(AIM OF THE EXERCISE): Please pick out every row below that contains the word "pedestal" and copy each one in full.
____________
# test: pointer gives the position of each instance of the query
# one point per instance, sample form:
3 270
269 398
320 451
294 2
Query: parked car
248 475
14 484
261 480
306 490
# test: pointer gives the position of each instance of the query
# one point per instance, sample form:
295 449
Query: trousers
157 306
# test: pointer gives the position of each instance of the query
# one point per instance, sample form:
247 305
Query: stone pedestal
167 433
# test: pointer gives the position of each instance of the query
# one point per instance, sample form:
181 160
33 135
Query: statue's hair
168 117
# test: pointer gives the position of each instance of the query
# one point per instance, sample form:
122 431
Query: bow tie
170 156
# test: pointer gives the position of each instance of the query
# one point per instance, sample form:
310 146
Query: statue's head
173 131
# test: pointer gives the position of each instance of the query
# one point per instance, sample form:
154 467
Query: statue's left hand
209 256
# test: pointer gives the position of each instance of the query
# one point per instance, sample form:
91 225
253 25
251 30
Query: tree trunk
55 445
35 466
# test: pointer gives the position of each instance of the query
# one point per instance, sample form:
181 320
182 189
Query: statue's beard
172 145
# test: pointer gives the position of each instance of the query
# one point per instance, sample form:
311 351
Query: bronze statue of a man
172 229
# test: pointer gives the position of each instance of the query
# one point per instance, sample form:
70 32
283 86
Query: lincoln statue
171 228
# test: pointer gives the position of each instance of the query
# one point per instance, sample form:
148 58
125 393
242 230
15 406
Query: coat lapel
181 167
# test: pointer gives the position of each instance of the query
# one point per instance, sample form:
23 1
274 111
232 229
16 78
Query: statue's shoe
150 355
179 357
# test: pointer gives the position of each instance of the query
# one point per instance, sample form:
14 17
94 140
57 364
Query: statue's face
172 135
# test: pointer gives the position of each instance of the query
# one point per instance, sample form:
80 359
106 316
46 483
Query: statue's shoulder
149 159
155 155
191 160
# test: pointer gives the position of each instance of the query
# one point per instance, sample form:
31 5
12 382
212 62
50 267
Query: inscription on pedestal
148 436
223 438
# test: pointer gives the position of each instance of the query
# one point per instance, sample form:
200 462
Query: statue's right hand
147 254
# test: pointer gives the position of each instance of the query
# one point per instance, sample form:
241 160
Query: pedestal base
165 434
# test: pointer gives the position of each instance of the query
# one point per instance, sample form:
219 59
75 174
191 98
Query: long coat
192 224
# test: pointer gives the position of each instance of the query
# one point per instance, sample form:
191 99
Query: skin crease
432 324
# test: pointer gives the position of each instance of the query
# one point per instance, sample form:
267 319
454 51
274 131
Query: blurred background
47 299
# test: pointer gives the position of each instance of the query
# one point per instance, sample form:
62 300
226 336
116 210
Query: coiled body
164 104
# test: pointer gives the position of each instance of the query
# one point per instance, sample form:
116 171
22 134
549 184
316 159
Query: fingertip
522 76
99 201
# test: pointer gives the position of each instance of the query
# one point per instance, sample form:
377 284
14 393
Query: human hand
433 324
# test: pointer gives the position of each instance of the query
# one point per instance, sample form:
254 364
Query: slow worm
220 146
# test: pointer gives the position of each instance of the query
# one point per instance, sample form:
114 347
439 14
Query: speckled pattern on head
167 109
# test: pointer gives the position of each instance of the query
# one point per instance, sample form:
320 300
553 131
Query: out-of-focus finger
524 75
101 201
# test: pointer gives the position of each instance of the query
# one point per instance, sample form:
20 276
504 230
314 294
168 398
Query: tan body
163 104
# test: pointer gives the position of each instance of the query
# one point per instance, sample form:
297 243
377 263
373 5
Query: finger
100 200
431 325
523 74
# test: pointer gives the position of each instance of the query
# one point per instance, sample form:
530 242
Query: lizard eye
____________
(TASK SOLUTION):
Query: stone pedestal
Query: inscription on pedestal
Query: pedestal base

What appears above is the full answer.